▶ The problem: Which of the lines below contain the string "positive"? Pull each one out of the data.

[Saved data entries]
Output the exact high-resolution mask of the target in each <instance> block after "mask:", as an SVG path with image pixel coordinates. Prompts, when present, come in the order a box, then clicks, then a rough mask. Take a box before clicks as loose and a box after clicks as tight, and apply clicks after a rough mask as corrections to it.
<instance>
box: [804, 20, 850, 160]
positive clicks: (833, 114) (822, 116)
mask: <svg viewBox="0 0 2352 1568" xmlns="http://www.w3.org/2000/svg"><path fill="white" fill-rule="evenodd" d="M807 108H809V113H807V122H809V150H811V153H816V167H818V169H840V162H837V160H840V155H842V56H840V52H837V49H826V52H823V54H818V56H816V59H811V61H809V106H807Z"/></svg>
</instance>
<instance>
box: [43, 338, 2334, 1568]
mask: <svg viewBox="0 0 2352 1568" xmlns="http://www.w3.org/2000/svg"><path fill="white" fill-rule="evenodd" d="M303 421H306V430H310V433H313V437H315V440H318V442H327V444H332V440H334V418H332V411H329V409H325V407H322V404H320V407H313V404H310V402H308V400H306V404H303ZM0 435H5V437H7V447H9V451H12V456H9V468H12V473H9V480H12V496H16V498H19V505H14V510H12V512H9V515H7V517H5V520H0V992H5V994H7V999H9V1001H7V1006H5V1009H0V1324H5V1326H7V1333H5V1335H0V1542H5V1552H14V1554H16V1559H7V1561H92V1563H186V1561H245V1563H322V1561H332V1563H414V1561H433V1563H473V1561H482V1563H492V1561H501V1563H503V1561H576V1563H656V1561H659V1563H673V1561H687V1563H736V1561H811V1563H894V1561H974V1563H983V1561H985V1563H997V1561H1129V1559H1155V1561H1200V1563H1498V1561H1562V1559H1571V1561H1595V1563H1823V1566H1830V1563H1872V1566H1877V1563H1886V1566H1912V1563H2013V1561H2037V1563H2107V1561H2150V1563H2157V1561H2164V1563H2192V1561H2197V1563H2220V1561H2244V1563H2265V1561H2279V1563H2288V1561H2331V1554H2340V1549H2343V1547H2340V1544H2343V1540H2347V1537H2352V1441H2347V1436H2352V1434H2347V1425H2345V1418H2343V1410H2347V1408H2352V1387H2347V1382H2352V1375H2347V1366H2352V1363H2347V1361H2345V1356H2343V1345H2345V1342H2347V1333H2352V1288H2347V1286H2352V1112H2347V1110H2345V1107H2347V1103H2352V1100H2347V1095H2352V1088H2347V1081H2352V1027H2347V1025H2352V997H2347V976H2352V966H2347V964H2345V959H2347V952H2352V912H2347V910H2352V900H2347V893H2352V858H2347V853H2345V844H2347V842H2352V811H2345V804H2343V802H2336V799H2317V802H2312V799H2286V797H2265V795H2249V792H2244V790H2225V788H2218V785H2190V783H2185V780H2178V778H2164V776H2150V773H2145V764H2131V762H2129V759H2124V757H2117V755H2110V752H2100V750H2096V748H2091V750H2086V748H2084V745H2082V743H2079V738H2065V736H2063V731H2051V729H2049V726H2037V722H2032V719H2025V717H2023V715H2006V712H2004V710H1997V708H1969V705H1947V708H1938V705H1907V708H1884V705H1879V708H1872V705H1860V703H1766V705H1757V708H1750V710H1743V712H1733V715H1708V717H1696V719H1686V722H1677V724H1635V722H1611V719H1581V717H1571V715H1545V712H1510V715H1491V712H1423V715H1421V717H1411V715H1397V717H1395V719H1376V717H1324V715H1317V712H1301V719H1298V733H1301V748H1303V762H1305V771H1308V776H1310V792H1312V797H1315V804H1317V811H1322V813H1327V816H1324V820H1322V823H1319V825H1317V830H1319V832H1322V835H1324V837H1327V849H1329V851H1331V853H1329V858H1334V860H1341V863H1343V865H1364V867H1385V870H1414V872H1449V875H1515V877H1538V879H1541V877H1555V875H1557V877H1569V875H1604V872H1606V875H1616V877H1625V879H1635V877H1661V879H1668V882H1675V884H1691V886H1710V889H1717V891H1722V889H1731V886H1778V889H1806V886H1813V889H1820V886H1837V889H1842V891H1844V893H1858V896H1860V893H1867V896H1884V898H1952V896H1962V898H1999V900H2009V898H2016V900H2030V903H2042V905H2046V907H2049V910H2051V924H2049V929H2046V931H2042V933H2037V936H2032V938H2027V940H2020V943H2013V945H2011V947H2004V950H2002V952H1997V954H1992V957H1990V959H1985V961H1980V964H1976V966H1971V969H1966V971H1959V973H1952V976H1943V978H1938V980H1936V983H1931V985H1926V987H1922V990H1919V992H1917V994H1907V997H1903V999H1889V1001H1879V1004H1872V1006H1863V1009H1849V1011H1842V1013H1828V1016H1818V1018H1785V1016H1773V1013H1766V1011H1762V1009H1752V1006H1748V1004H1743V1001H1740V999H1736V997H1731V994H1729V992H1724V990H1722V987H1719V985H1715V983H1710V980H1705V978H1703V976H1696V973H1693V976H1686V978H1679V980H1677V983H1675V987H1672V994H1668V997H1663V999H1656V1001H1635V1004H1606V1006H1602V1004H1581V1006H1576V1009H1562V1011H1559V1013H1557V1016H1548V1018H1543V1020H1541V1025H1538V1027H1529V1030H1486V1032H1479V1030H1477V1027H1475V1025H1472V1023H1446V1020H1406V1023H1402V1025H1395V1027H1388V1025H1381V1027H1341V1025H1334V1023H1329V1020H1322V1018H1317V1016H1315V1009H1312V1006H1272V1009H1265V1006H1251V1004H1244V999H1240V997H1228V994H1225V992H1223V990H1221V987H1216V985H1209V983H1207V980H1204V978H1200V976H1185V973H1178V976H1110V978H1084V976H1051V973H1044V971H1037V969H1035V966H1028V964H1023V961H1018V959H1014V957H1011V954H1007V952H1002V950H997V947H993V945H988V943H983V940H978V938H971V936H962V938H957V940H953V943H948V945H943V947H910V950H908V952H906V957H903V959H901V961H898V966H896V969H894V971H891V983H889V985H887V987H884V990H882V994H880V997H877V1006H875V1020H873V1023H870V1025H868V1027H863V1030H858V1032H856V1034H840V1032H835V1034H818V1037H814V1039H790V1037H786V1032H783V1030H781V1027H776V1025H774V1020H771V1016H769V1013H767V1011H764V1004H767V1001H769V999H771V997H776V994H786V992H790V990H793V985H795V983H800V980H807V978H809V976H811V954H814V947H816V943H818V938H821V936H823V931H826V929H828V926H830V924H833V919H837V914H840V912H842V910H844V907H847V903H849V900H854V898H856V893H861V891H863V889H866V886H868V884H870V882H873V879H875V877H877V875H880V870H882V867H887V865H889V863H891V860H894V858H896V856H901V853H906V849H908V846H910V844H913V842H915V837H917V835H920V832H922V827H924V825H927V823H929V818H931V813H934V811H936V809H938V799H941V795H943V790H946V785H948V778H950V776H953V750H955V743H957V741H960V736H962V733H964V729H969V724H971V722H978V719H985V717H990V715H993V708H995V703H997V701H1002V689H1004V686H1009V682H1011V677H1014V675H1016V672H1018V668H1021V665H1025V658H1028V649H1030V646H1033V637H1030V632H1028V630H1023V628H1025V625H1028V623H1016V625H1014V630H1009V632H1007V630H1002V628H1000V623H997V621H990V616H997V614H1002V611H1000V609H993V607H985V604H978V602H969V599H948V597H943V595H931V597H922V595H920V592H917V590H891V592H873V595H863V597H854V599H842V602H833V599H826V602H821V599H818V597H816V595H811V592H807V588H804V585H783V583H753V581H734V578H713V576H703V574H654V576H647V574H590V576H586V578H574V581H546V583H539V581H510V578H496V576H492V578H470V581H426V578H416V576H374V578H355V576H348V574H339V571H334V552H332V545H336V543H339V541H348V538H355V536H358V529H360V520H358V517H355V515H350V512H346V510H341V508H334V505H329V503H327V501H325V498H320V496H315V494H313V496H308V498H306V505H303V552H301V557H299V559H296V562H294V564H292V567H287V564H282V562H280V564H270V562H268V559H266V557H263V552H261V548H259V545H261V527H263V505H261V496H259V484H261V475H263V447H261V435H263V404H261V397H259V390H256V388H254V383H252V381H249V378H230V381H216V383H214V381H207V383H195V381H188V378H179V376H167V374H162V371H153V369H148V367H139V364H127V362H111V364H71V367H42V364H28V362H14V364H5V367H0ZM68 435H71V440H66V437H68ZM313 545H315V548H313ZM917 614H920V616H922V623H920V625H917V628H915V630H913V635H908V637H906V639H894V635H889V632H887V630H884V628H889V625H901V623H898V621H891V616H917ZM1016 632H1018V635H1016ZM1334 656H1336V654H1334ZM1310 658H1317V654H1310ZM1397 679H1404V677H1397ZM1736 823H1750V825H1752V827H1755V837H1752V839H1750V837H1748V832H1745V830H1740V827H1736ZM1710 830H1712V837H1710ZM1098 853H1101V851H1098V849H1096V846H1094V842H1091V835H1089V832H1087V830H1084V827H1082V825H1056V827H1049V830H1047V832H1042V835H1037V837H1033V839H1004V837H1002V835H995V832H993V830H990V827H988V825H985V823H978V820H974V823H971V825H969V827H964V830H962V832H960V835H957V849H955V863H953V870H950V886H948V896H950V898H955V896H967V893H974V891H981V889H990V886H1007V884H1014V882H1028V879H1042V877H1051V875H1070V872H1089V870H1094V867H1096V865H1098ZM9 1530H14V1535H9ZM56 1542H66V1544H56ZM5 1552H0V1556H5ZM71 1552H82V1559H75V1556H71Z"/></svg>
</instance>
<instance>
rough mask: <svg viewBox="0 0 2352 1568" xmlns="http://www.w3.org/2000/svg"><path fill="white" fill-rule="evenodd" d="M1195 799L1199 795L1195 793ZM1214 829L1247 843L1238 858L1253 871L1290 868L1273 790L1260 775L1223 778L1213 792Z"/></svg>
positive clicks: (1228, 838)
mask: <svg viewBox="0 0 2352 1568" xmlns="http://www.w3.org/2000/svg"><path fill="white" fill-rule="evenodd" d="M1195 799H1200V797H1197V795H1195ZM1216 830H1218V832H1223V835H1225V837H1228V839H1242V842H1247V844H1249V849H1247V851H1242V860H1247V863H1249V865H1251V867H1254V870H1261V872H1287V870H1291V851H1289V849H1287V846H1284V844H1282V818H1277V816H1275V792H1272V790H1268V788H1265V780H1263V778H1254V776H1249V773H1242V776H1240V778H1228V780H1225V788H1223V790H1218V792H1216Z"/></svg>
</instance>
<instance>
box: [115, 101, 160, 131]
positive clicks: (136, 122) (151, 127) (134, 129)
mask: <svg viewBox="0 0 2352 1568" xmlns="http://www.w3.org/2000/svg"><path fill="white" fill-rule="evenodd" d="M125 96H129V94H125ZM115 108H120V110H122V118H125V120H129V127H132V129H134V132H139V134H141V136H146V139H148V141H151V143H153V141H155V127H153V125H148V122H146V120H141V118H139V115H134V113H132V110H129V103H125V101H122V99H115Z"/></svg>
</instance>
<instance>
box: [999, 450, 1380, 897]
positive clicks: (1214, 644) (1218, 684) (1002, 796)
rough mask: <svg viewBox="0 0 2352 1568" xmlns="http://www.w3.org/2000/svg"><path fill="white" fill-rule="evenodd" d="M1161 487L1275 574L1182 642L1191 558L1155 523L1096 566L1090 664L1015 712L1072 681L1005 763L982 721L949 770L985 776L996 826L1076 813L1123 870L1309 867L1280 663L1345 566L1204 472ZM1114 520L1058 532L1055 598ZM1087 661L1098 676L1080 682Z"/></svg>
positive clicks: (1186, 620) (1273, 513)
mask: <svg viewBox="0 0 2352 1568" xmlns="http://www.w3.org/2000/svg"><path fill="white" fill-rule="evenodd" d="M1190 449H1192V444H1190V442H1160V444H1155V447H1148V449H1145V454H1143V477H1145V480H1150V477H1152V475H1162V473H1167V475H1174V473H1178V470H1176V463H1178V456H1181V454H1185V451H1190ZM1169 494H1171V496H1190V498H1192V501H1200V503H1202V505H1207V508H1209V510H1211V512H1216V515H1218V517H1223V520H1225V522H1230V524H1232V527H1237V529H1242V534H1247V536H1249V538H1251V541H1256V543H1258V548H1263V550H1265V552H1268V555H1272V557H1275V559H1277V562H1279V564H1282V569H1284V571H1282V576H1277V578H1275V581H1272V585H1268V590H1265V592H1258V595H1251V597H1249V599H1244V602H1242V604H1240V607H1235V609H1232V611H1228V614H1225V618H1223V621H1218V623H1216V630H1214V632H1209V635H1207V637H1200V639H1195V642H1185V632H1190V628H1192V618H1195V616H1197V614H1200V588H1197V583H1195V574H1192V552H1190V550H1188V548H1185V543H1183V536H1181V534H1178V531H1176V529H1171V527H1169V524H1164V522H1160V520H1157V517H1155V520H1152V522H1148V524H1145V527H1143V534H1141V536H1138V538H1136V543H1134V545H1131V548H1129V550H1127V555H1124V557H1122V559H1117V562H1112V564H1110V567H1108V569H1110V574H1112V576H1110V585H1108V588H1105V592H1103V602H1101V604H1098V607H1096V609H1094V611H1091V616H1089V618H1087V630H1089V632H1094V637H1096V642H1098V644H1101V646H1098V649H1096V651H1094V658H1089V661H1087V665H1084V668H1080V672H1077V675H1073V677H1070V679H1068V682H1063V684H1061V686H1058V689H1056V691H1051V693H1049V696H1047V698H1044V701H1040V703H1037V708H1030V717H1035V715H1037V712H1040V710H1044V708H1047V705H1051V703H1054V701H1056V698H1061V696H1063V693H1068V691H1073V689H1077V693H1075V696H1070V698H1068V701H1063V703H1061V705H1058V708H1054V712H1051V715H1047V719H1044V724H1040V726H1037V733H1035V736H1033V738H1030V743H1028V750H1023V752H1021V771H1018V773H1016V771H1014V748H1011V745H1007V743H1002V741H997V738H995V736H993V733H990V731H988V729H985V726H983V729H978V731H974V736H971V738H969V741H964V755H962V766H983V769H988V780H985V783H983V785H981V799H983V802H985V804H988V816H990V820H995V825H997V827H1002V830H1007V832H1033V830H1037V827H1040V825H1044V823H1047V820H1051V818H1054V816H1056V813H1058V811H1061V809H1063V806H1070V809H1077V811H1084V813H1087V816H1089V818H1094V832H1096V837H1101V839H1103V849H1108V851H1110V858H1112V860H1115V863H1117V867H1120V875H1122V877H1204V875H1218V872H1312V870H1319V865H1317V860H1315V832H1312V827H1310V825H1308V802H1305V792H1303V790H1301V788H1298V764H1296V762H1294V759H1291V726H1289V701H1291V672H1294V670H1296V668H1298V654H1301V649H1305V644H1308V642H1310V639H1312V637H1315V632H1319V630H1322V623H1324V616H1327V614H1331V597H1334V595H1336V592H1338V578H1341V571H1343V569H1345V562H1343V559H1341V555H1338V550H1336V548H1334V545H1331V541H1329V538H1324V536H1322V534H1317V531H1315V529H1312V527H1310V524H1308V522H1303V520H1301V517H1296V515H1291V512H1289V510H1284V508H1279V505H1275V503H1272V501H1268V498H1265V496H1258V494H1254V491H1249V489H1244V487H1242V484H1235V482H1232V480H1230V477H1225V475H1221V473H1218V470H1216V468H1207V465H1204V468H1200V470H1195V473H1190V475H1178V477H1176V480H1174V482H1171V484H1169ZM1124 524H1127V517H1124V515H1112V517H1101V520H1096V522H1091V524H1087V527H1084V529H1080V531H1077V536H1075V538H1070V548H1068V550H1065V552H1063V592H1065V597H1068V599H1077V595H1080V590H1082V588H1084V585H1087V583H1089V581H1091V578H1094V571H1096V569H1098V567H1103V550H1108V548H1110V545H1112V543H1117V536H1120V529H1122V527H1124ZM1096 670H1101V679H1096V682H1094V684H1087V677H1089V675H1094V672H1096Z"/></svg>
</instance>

▶ Final answer:
positive clicks: (833, 114) (822, 116)
positive clicks: (1228, 838)
positive clicks: (136, 122) (151, 127) (134, 129)
positive clicks: (1214, 644) (1218, 684) (1002, 796)
positive clicks: (1186, 620) (1273, 513)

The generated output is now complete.